* **EXERCISE INPUT**:
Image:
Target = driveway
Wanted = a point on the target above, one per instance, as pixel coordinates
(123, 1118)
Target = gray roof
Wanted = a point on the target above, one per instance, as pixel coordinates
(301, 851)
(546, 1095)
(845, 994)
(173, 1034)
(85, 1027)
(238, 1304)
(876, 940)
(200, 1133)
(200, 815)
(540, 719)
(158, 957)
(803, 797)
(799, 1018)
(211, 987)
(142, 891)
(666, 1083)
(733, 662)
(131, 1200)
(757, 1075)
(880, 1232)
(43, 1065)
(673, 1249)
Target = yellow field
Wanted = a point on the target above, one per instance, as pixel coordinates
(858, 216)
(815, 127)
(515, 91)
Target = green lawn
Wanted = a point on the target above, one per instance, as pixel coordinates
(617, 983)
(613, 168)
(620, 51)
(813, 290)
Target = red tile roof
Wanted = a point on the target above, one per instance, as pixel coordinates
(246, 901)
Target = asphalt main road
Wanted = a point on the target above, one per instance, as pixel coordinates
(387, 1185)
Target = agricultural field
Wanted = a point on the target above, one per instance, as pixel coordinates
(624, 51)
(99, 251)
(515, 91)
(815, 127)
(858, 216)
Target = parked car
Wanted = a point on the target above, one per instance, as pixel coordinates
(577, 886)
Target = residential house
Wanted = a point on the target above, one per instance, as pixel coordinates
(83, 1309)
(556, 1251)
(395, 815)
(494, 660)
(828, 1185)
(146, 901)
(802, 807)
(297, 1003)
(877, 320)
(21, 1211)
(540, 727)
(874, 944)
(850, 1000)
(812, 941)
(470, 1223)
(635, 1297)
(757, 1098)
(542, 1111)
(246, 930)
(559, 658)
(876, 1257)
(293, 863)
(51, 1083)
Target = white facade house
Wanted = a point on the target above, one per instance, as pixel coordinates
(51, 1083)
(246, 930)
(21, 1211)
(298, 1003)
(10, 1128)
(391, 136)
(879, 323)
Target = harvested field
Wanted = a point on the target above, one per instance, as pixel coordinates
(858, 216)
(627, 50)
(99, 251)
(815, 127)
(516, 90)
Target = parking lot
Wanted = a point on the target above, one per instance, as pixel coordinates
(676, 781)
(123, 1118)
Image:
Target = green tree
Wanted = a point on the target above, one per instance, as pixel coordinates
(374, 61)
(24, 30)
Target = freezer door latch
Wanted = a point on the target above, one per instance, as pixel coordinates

* **PROBLEM DETAILS**: All records above must be returned exactly as they appear.

* **SOLUTION FOR THIS EXERCISE**:
Image:
Target = driveway
Wanted = a point on the target above, one per instance, as pixel coordinates
(123, 1118)
Target = gray roof
Wanted = a point on the target above, one per instance, as pixel coordinates
(301, 851)
(546, 1095)
(845, 994)
(173, 1034)
(85, 1027)
(238, 1304)
(876, 940)
(200, 1133)
(200, 815)
(540, 719)
(158, 957)
(803, 797)
(799, 1018)
(211, 987)
(142, 891)
(666, 1083)
(733, 662)
(131, 1200)
(757, 1075)
(880, 1232)
(43, 1065)
(673, 1249)
Target = yellow field
Wanted = a point on the target above, one per instance, as pixel coordinates
(858, 216)
(815, 127)
(515, 91)
Target = green lawn
Wanted = a point on the target above, one per instance, as pixel coordinates
(617, 983)
(613, 168)
(620, 51)
(813, 290)
Target = red tile roof
Wanted = a point on the target above, one per instance, as pixel coordinates
(246, 901)
Target = asphalt main road
Wanted = a point on the target above, one per instance, as pixel coordinates
(387, 1185)
Target = agricultural field
Wanted = a point on the target above, one per instance, as pixel coordinates
(624, 51)
(99, 251)
(515, 91)
(815, 127)
(858, 216)
Target = parked car
Wanted = a point on the target above, one per instance, as pixel coordinates
(577, 886)
Target = residential house
Wanted = a point on the target above, one per instance, as pixel coordinates
(83, 1309)
(556, 1251)
(395, 815)
(494, 660)
(828, 1185)
(146, 901)
(802, 807)
(297, 1003)
(877, 320)
(21, 1211)
(540, 727)
(874, 944)
(850, 1000)
(812, 941)
(470, 1223)
(635, 1297)
(757, 1098)
(542, 1111)
(246, 930)
(559, 658)
(876, 1257)
(293, 863)
(51, 1083)
Target = white facade house
Wanted = a point on the target above, one per instance, as pixel coordinates
(51, 1083)
(246, 930)
(21, 1211)
(298, 1003)
(10, 1128)
(391, 136)
(879, 323)
Target = harvested field
Wanted = a point on the target above, one per instance, as pixel coordinates
(858, 216)
(627, 50)
(99, 251)
(815, 127)
(516, 90)
Target = parking lot
Wanted = a point on the target above, one per instance, as pixel coordinates
(676, 781)
(123, 1118)
Image:
Target = green tree
Wanted = a point on the target above, one per instance, as pixel coordinates
(374, 61)
(24, 30)
Target = freezer door latch
Wanted = a point on the target above, one per instance, as pixel coordinates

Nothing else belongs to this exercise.